READING PASSAGE:
The upcoming Data Act Offers an opportunity to rethink this purely economic framing by attributing a public interest function to data sharing between the private and public sector. A perspective that acknowledges the importance of society in data governance discussions might leverage situations where data sharing is intended to serve the common good, beyond private interests.

What to expect from B2G data sharing in the Data Act

The inception impact assessment document published last June by the Commission leaves the door quite open on what is to be expected in the final version of the proposal; and no additional information has emerged since then about the final nature and scope of the provisions on business to government data sharing in the public interest. From a perspective interested in creating outcomes that are beneficial to society at large, there are two main issues emerging that will be central in determining the overall ambition of the Act. 

First, an important point is an actual definition of ‘public interest’. This will determine the extent to which public actors will be able to request–or be entitled to receive–data from private companies. A narrow definition–such as for public emergencies or for specific categories of economic data–would limit the scope of application but also increase the legitimacy of sharing requirements. 

A broader definition would increase the risk of government intervention for purposes that are not in line with democratic values, such as additional surveillance. On this issue, it will be important to strike a balance between the definition of public interest and its relation with the principles of limitation, necessity, and proportionality. In this light, a narrow definition focussing on areas of real societal importance seems necessary to mitigate this potential danger, but also to help in defining certain types of privately-held data as a public resource.

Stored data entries
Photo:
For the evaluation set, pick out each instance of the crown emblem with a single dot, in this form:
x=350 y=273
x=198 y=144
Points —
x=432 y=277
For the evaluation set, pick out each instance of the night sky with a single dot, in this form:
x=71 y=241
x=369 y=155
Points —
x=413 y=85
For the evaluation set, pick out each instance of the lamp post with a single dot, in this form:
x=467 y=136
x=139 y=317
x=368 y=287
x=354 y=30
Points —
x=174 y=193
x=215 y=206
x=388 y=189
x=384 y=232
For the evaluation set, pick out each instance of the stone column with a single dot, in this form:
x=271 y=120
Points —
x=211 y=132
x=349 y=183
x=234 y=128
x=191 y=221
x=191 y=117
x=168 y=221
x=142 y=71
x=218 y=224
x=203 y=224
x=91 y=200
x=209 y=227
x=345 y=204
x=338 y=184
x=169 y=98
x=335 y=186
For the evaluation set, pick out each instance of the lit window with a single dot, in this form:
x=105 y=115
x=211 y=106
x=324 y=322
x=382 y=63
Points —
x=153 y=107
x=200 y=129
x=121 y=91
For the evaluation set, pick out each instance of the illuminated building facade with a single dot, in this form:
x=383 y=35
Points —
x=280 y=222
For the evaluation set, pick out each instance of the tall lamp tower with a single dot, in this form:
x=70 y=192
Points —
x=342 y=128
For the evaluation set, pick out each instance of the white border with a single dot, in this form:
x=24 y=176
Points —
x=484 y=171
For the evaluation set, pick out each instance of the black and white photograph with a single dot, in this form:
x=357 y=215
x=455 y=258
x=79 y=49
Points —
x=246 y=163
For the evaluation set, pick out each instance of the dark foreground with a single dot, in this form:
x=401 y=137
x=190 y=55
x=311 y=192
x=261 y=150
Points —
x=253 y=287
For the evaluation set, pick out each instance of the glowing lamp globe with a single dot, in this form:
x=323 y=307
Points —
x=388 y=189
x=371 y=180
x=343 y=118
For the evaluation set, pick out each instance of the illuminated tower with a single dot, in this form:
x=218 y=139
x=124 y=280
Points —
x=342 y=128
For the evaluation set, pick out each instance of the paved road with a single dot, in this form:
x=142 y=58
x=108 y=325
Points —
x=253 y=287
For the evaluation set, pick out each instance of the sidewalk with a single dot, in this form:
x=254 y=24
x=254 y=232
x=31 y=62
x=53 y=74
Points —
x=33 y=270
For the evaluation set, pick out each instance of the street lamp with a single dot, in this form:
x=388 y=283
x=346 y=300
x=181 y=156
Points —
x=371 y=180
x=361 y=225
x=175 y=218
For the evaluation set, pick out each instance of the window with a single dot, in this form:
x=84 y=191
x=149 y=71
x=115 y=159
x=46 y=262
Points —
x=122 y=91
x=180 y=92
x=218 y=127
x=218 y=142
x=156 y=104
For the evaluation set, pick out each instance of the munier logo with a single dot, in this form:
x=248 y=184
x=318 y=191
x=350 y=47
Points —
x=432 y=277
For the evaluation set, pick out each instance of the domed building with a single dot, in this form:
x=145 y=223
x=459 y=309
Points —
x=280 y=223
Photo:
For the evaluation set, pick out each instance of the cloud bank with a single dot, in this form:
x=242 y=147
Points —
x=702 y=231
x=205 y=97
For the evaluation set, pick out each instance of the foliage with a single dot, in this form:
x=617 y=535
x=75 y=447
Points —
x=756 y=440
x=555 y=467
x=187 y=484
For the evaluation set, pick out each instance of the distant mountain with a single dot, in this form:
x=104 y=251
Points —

ASSIGNMENT 1: According to the Data Act passage, why does a narrow definition of "public interest" seem necessary? Answer in one to three sentences.
ASSIGNMENT 2: Pick up the passage on B2G data sharing in the Data Act after its last sentence and continue it.

REPLY 1: A narrow definition focused on areas of real societal importance would reduce the risk of governments requesting data for purposes that conflict with democratic values, such as additional surveillance. It would also help define certain types of privately held data as a public resource.

REPLY 2:
Second, the potential remuneration of commercial data holders for sharing data with public authorities is likely to become a controversial issue, as signaled by the responses from corporate stakeholders during the Commission public consultation. Overall, they lament a lack of economic incentives in the market to voluntarily engage in data sharing. To address these concerns, the proposal will likely include a compensatory regime for private companies, which can be expected to revolve around “adequate compensation for substantial investment”. This would be linked to the process undertaken by private companies in storing, cleaning, and maintaining data before making it available to the public. 

Inevitably, this issue sparks a variety of questions concerning data monetization and the actual price of data in the EU single market. Should the bar be set at market price–if so how do we calculate it? Or at a fixed price? 

From a public interest perspective, there are a lot of arguments against compensating companies for sharing such data. This is especially the case if public interest is narrowly and clearly defined and applies to cases where such data sharing can be seen as something akin to corporate social responsibility. In areas where corporate actions have a substantial impact on society—such as Co2 emissions or large-scale content moderation—it seems fair to require private actors to freely share data that can help with developing public policy aimed at reducing negative externalities caused by corporate actions.